━━ DATA SHOWN ━━

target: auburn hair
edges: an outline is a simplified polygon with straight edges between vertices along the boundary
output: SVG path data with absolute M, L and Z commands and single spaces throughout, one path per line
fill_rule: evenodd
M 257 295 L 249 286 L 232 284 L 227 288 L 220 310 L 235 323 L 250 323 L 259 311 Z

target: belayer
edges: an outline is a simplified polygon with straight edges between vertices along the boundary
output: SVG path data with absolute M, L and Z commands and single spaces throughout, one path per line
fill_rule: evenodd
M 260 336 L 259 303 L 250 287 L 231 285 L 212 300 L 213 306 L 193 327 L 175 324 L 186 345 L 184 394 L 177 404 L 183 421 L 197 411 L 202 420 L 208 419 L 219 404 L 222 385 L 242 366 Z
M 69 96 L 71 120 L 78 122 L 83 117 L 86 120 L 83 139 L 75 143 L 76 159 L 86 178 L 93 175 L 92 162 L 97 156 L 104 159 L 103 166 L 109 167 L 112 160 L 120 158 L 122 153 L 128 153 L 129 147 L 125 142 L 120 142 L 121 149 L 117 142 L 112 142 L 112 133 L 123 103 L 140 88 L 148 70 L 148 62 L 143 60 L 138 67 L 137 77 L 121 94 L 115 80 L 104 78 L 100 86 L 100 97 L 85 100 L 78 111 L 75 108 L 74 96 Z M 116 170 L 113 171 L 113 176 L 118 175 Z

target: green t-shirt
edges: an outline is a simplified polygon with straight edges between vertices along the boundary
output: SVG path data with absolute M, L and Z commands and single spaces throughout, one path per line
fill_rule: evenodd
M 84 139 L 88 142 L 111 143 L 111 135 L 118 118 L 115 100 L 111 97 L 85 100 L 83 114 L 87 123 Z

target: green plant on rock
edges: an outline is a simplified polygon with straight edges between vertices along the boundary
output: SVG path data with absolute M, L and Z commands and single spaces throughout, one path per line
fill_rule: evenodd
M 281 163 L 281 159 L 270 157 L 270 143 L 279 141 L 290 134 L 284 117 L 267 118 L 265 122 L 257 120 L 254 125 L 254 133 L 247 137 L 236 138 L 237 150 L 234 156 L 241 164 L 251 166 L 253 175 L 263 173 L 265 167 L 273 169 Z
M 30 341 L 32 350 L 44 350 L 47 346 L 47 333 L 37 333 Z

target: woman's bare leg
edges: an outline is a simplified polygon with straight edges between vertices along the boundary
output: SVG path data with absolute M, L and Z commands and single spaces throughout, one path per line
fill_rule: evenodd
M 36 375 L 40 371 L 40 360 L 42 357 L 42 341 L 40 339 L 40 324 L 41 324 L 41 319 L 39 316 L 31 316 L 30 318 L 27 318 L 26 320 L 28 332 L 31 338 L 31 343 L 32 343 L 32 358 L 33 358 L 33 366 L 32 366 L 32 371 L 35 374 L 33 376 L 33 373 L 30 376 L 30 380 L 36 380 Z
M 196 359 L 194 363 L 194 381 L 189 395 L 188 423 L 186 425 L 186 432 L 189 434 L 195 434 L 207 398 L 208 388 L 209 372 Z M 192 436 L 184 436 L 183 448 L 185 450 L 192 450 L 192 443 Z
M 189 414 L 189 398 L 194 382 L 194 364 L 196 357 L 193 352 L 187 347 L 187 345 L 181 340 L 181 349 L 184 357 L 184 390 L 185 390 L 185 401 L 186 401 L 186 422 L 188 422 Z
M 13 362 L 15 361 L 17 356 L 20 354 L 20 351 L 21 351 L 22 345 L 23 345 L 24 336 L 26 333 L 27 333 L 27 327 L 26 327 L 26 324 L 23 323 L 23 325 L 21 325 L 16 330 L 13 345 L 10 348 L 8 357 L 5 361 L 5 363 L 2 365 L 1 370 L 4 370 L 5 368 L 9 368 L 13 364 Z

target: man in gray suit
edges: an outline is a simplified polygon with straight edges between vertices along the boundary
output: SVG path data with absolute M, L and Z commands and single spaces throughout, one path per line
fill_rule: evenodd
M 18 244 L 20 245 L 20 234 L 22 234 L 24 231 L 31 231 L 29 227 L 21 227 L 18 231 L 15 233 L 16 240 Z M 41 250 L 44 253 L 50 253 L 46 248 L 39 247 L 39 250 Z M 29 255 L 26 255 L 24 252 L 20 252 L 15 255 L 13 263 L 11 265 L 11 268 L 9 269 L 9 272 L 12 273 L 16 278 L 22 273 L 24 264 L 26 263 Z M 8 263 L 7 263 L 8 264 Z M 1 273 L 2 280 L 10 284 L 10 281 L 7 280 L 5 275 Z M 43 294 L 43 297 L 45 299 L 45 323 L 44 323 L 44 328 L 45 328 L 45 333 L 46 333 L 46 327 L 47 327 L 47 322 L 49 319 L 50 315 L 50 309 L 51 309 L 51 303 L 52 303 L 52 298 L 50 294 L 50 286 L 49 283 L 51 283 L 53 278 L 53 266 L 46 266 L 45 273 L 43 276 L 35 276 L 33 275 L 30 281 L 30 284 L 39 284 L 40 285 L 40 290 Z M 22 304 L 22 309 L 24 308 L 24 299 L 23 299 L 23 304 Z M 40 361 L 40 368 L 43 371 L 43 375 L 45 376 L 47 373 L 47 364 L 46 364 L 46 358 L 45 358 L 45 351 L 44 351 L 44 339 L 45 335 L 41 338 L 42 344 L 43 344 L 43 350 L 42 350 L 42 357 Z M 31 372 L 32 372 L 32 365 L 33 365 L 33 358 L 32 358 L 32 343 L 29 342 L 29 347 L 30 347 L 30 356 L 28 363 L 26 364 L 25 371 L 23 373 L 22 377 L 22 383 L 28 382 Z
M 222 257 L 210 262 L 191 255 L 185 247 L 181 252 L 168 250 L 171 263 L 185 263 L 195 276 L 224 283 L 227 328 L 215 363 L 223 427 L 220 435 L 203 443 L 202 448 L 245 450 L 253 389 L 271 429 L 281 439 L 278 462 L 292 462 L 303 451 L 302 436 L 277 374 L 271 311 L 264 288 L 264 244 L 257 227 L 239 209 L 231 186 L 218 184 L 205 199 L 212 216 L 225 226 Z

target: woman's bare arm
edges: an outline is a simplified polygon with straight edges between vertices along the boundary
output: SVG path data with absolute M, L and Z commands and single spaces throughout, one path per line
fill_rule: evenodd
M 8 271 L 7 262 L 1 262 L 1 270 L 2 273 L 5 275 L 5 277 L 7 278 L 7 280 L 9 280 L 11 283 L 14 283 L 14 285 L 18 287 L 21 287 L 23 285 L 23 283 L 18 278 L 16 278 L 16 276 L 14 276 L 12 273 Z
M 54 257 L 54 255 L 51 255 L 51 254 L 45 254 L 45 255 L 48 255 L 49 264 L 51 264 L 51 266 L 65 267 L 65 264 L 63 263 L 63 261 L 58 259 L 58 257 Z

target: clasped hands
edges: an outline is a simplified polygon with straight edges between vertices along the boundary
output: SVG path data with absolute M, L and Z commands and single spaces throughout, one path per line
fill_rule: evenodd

━━━

Turn every line of the records above into a JSON list of strings, one string for each line. Leave out the blank lines.

[
  "target: auburn hair",
  "edges: an outline is a simplified polygon with straight edges between vertices along the boundary",
  "output: SVG path data with absolute M, L and Z commands and single spaces throughout, one path per line",
  "fill_rule: evenodd",
  "M 257 295 L 249 286 L 232 284 L 227 288 L 220 310 L 235 323 L 250 323 L 259 311 Z",
  "target: belayer",
  "edges: an outline is a simplified polygon with straight edges between vertices along the boundary",
  "output: SVG path data with absolute M, L and Z commands and single spaces throughout, one path per line",
  "fill_rule: evenodd",
  "M 260 336 L 259 303 L 250 287 L 231 285 L 212 300 L 213 306 L 193 327 L 175 324 L 186 345 L 184 394 L 177 404 L 183 421 L 197 411 L 202 420 L 208 419 L 219 404 L 222 385 L 242 366 Z",
  "M 69 96 L 71 120 L 78 122 L 83 117 L 86 120 L 83 139 L 75 143 L 76 159 L 86 178 L 93 175 L 92 162 L 97 156 L 104 159 L 103 166 L 109 167 L 112 160 L 120 158 L 122 153 L 128 153 L 129 147 L 125 142 L 120 142 L 121 149 L 117 142 L 112 142 L 112 133 L 123 103 L 140 88 L 148 70 L 148 62 L 143 60 L 138 67 L 137 77 L 121 94 L 115 80 L 104 78 L 100 86 L 100 97 L 85 100 L 78 111 L 75 108 L 74 96 Z M 116 170 L 113 171 L 113 176 L 118 175 Z",
  "target: green t-shirt",
  "edges: an outline is a simplified polygon with straight edges between vertices along the boundary",
  "output: SVG path data with absolute M, L and Z commands and single spaces throughout, one path per line",
  "fill_rule: evenodd",
  "M 84 139 L 88 142 L 111 143 L 111 135 L 118 118 L 115 100 L 111 97 L 85 100 L 83 114 L 87 123 Z",
  "target: green plant on rock",
  "edges: an outline is a simplified polygon with straight edges between vertices along the boundary",
  "output: SVG path data with absolute M, L and Z commands and single spaces throughout, one path per line",
  "fill_rule: evenodd",
  "M 281 163 L 281 159 L 270 157 L 270 143 L 279 141 L 290 134 L 284 117 L 267 118 L 265 122 L 257 120 L 254 125 L 254 133 L 247 137 L 236 138 L 237 150 L 234 156 L 241 164 L 251 166 L 253 175 L 263 173 L 265 167 L 273 169 Z",
  "M 30 341 L 32 350 L 44 350 L 47 346 L 47 333 L 37 333 Z",
  "target: woman's bare leg",
  "edges: an outline is a simplified polygon with straight edges between vertices along the boundary",
  "output: SVG path data with absolute M, L and Z commands and single spaces throughout, one path per line",
  "fill_rule: evenodd",
  "M 36 375 L 40 371 L 40 360 L 42 357 L 42 341 L 40 339 L 40 324 L 41 324 L 41 319 L 39 316 L 31 316 L 30 318 L 27 318 L 26 320 L 28 332 L 31 338 L 31 343 L 32 343 L 32 358 L 33 358 L 33 366 L 32 366 L 32 371 L 35 374 L 33 376 L 33 373 L 30 376 L 30 380 L 36 380 Z",
  "M 196 359 L 194 363 L 194 381 L 189 395 L 188 423 L 186 425 L 186 432 L 189 434 L 195 434 L 207 398 L 208 388 L 209 372 Z M 192 436 L 184 436 L 183 448 L 185 450 L 192 450 L 192 443 Z",
  "M 189 414 L 189 398 L 194 382 L 194 364 L 196 357 L 193 352 L 187 347 L 187 345 L 181 340 L 181 349 L 184 357 L 184 390 L 185 390 L 185 401 L 186 401 L 186 422 L 188 422 Z",
  "M 13 362 L 15 361 L 17 356 L 20 354 L 20 351 L 21 351 L 22 345 L 23 345 L 24 336 L 26 333 L 27 333 L 27 327 L 26 327 L 26 324 L 23 323 L 23 325 L 21 325 L 16 330 L 13 345 L 10 348 L 8 357 L 5 361 L 5 363 L 2 365 L 1 370 L 4 370 L 5 368 L 9 368 L 13 364 Z",
  "target: man in gray suit",
  "edges: an outline is a simplified polygon with straight edges between vertices along the boundary",
  "output: SVG path data with absolute M, L and Z commands and single spaces throughout, one path per line",
  "fill_rule: evenodd",
  "M 18 244 L 20 245 L 20 234 L 22 234 L 24 231 L 31 231 L 29 227 L 21 227 L 18 231 L 15 233 L 16 240 Z M 41 250 L 44 253 L 50 253 L 46 248 L 39 247 L 39 250 Z M 29 255 L 26 255 L 24 252 L 20 252 L 15 255 L 13 263 L 11 265 L 11 268 L 9 269 L 9 272 L 12 273 L 16 278 L 22 273 L 24 264 L 26 263 Z M 8 263 L 7 263 L 8 264 Z M 1 273 L 2 280 L 10 284 L 10 281 L 7 280 L 5 275 Z M 43 294 L 43 297 L 45 299 L 45 323 L 44 323 L 44 328 L 45 328 L 45 333 L 46 333 L 46 327 L 47 327 L 47 322 L 49 319 L 50 315 L 50 309 L 51 309 L 51 303 L 52 303 L 52 298 L 50 294 L 50 286 L 49 283 L 51 283 L 53 278 L 53 266 L 46 266 L 45 273 L 43 276 L 35 276 L 33 275 L 30 281 L 30 284 L 39 284 L 40 285 L 40 290 Z M 22 304 L 22 309 L 24 308 L 24 299 L 23 299 L 23 304 Z M 40 361 L 40 368 L 43 371 L 43 375 L 45 376 L 47 373 L 47 364 L 46 364 L 46 358 L 45 358 L 45 351 L 44 351 L 44 339 L 45 335 L 41 338 L 42 344 L 43 344 L 43 350 L 42 350 L 42 357 Z M 31 372 L 32 372 L 32 365 L 33 365 L 33 358 L 32 358 L 32 343 L 29 342 L 29 347 L 30 347 L 30 356 L 28 363 L 26 364 L 25 371 L 23 373 L 22 377 L 22 383 L 28 382 Z",
  "M 222 257 L 210 262 L 191 255 L 185 247 L 181 252 L 168 250 L 171 263 L 185 263 L 195 276 L 224 283 L 227 328 L 215 363 L 223 427 L 220 435 L 203 443 L 202 448 L 245 450 L 253 389 L 271 429 L 281 439 L 278 462 L 292 462 L 303 451 L 302 436 L 277 374 L 271 311 L 264 288 L 264 244 L 257 227 L 239 209 L 231 186 L 218 184 L 205 199 L 212 216 L 225 226 Z",
  "target: woman's bare arm",
  "edges: an outline is a simplified polygon with straight edges between vertices along the boundary",
  "output: SVG path data with absolute M, L and Z commands and single spaces throughout, one path per line",
  "fill_rule: evenodd",
  "M 8 271 L 7 262 L 1 262 L 1 270 L 2 273 L 5 275 L 5 277 L 7 278 L 7 280 L 9 280 L 11 283 L 14 283 L 14 285 L 18 287 L 21 287 L 23 285 L 23 283 L 18 278 L 16 278 L 16 276 L 14 276 L 12 273 Z",
  "M 54 257 L 54 255 L 51 255 L 51 254 L 45 254 L 45 255 L 48 255 L 49 264 L 51 264 L 51 266 L 65 267 L 65 264 L 63 263 L 63 261 L 58 259 L 58 257 Z",
  "target: clasped hands",
  "edges: an outline is a simplified polygon with straight edges between vertices along the boundary",
  "output: SVG path data with absolute M, L and Z commands and single spaces throughout, one path per line",
  "fill_rule: evenodd"
]